Directions for this task:
Give back, unchanged, each line from the one containing "Can you tell me where the cloud" through the last line of the entries below.

┌──

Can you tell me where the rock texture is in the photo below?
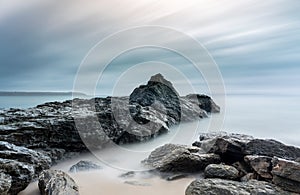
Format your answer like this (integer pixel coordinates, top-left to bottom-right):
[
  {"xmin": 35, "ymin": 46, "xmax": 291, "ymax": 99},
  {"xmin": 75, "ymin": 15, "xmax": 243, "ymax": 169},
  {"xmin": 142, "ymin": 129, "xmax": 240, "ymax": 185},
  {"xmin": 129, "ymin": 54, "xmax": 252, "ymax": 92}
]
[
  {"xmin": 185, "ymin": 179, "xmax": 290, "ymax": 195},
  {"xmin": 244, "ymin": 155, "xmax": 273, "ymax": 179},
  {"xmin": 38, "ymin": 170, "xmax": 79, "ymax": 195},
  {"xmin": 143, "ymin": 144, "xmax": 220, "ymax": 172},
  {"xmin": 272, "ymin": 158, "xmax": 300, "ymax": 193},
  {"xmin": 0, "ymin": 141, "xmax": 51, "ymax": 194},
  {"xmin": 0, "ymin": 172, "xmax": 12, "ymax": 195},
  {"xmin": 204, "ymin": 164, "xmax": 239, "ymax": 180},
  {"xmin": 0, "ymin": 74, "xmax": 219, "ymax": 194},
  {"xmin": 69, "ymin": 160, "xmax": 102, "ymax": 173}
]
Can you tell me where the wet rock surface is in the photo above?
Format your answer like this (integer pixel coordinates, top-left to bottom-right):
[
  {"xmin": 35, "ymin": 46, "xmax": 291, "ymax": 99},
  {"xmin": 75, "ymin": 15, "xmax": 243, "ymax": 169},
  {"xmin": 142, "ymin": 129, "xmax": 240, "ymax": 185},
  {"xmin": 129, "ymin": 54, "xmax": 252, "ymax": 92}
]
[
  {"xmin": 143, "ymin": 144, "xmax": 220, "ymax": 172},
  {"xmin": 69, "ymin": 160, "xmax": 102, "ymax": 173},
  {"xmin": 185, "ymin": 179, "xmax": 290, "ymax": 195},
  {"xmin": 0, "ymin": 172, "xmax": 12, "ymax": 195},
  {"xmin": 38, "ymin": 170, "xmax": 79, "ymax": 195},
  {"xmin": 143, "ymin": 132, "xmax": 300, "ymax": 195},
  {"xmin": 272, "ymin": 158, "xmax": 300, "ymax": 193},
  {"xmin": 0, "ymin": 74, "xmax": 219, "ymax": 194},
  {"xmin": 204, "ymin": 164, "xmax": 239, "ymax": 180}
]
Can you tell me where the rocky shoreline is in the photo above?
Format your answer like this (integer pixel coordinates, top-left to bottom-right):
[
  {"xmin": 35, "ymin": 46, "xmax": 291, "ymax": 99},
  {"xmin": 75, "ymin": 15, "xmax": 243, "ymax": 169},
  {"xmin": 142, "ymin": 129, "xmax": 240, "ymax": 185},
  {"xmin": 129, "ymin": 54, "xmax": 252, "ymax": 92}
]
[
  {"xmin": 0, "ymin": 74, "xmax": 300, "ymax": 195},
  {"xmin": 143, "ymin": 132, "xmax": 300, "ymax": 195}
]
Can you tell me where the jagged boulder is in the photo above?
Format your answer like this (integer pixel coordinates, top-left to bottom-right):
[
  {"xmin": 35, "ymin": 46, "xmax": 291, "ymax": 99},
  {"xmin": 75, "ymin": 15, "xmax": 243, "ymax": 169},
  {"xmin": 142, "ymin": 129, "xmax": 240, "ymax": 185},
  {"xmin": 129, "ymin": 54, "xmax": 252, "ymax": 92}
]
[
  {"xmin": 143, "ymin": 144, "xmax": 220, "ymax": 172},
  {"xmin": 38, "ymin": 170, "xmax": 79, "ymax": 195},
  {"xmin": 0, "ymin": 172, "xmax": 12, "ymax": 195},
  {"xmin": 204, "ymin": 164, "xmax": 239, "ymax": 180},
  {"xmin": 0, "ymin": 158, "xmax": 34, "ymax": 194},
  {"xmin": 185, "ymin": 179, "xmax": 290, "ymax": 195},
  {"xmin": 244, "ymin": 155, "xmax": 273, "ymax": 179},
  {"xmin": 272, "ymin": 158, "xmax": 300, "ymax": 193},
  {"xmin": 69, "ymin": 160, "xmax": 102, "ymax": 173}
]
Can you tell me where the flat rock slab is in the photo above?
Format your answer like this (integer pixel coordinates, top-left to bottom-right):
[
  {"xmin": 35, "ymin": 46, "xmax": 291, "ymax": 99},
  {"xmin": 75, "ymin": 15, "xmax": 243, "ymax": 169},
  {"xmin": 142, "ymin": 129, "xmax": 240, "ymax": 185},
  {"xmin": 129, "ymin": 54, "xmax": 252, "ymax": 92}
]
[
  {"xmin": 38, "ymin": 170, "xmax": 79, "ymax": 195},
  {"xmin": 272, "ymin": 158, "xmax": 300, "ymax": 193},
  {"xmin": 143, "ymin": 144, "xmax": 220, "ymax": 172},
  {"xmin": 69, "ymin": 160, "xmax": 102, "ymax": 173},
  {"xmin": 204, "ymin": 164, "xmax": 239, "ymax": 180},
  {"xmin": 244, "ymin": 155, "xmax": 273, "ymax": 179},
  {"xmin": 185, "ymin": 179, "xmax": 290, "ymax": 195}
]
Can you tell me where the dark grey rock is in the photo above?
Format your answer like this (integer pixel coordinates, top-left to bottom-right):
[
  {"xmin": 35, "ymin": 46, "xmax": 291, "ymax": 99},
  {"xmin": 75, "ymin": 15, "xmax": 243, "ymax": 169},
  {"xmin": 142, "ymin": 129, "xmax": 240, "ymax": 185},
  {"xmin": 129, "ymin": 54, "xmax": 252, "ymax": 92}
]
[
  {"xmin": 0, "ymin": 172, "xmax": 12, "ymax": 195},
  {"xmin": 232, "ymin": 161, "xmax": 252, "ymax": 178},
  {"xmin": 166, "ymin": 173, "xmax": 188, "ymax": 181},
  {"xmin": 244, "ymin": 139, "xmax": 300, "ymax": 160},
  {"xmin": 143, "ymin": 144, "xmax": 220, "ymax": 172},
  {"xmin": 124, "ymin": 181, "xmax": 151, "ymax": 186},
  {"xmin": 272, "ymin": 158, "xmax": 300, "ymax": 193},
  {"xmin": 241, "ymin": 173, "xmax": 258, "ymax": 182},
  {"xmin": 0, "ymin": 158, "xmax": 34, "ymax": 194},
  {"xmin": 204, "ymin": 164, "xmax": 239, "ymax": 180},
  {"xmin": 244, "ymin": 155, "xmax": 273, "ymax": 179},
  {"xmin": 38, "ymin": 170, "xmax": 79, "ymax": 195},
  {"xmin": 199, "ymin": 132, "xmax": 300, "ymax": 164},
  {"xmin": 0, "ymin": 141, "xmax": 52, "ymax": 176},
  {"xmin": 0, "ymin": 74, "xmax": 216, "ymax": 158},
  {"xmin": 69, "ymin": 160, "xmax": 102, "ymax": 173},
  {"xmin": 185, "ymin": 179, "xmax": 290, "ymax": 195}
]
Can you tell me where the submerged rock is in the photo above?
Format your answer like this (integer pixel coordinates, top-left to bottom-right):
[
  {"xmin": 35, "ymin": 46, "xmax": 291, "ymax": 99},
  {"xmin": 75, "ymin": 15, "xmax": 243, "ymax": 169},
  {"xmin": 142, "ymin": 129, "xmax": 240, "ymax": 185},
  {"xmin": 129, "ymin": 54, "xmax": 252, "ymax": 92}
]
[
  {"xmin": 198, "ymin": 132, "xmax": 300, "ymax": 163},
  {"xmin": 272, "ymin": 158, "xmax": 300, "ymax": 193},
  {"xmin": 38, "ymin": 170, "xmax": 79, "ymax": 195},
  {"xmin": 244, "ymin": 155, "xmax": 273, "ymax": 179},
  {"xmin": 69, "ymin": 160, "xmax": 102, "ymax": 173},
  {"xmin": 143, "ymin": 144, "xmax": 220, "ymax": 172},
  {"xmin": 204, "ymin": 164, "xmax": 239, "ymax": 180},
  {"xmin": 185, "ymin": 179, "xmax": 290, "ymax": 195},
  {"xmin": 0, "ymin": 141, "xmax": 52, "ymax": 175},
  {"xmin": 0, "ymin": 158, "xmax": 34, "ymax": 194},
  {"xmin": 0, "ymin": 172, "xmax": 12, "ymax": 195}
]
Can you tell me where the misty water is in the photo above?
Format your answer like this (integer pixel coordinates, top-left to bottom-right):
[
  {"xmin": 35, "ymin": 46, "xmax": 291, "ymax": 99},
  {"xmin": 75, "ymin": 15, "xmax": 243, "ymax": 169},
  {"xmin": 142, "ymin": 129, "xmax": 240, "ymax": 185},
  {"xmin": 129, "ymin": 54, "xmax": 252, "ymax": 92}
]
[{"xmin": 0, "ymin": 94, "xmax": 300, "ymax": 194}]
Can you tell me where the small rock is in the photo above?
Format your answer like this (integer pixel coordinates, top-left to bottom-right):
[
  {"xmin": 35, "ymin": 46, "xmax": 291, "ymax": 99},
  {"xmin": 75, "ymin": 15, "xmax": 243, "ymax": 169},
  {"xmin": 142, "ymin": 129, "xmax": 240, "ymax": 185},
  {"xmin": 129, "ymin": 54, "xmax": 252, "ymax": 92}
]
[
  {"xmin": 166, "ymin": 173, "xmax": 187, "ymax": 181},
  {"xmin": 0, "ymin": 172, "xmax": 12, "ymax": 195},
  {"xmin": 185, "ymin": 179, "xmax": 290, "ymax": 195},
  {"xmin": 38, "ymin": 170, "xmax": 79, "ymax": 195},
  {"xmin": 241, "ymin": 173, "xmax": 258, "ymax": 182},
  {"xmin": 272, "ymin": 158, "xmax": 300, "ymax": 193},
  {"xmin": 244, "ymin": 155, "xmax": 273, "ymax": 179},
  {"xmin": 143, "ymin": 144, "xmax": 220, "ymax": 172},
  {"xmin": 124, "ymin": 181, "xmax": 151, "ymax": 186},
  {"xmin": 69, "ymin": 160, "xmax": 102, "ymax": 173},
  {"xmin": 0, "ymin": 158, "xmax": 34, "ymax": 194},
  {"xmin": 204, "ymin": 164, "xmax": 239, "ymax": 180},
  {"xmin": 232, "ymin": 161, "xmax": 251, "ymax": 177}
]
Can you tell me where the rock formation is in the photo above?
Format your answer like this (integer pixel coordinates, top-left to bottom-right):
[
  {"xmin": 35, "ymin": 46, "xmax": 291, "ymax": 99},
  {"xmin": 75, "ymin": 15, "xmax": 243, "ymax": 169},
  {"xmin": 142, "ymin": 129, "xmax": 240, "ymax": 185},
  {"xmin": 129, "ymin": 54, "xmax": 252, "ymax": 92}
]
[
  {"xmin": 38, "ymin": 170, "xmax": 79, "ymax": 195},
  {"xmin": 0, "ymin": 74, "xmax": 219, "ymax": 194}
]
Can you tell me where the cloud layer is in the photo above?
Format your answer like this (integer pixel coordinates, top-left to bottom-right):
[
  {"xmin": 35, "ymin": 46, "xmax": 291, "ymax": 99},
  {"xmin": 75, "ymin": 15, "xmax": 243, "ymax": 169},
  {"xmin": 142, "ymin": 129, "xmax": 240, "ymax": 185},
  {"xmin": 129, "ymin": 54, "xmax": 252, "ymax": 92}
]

└──

Solution to this exercise:
Can you tell me where the cloud layer is in the photo above?
Format your answer like this (integer pixel coordinates, top-left to bottom-right):
[
  {"xmin": 35, "ymin": 46, "xmax": 291, "ymax": 99},
  {"xmin": 75, "ymin": 15, "xmax": 243, "ymax": 169},
  {"xmin": 142, "ymin": 129, "xmax": 240, "ymax": 185},
  {"xmin": 129, "ymin": 54, "xmax": 252, "ymax": 92}
]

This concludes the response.